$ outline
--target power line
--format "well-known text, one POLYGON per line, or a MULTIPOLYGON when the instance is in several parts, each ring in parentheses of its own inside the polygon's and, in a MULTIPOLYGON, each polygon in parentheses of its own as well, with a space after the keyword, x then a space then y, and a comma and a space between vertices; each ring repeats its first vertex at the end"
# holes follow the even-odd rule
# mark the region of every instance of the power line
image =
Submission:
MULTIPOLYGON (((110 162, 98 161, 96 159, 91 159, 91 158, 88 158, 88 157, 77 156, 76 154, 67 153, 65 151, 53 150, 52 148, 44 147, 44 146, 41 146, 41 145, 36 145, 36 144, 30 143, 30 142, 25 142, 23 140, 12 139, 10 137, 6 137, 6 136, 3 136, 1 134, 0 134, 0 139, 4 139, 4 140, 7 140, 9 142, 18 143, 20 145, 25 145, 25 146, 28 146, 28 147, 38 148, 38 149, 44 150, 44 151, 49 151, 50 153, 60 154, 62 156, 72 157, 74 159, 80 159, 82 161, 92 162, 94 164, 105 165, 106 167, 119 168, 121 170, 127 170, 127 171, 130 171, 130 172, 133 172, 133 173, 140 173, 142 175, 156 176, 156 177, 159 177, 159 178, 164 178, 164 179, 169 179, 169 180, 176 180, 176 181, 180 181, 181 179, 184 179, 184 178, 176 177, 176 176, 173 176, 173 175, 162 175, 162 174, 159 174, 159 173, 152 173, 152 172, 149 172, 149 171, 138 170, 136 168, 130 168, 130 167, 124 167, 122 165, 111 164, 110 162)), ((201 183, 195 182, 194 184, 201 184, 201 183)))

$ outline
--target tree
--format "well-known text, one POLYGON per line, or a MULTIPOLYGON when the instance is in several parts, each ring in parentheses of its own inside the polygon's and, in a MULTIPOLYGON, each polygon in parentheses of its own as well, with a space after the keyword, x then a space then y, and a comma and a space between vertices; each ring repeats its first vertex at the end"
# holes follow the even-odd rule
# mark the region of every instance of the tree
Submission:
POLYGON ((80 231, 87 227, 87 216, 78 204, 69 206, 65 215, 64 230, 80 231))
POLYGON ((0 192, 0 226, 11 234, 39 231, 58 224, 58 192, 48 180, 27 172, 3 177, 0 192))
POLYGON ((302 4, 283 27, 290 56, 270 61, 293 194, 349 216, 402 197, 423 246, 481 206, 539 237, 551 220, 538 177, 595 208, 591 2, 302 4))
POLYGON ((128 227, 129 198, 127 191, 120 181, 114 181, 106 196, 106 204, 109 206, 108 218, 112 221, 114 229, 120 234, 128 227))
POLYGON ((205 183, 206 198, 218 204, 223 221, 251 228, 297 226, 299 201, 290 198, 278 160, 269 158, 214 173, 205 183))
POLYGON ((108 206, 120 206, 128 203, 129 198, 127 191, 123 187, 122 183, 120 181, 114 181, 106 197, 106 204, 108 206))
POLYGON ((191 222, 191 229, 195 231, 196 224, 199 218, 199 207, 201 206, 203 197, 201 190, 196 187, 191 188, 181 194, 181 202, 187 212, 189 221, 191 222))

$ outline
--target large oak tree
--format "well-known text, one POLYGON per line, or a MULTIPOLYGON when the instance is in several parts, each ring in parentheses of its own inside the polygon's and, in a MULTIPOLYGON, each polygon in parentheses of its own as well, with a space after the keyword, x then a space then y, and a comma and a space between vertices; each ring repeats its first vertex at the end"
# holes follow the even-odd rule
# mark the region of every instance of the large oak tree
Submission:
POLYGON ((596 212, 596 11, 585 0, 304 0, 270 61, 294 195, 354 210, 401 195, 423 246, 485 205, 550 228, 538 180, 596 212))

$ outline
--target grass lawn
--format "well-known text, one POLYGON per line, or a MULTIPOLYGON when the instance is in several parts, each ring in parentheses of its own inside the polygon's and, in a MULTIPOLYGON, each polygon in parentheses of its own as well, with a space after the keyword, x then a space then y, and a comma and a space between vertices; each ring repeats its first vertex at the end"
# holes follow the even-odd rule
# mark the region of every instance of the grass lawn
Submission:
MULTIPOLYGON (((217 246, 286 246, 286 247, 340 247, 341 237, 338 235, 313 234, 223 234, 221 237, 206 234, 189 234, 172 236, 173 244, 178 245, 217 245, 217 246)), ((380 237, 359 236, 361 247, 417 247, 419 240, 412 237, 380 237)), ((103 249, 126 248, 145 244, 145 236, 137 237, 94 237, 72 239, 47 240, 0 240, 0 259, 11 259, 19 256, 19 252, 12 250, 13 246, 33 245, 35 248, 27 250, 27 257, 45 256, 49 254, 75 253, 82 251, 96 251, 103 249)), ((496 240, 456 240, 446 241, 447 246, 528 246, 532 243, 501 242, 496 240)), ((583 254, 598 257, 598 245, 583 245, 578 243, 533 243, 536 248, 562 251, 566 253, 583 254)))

**Task to carry out:**
An answer is complete only when it holds every line above containing the string "grass".

**Finished task:**
--target grass lawn
# mark the region of every instance of the grass lawn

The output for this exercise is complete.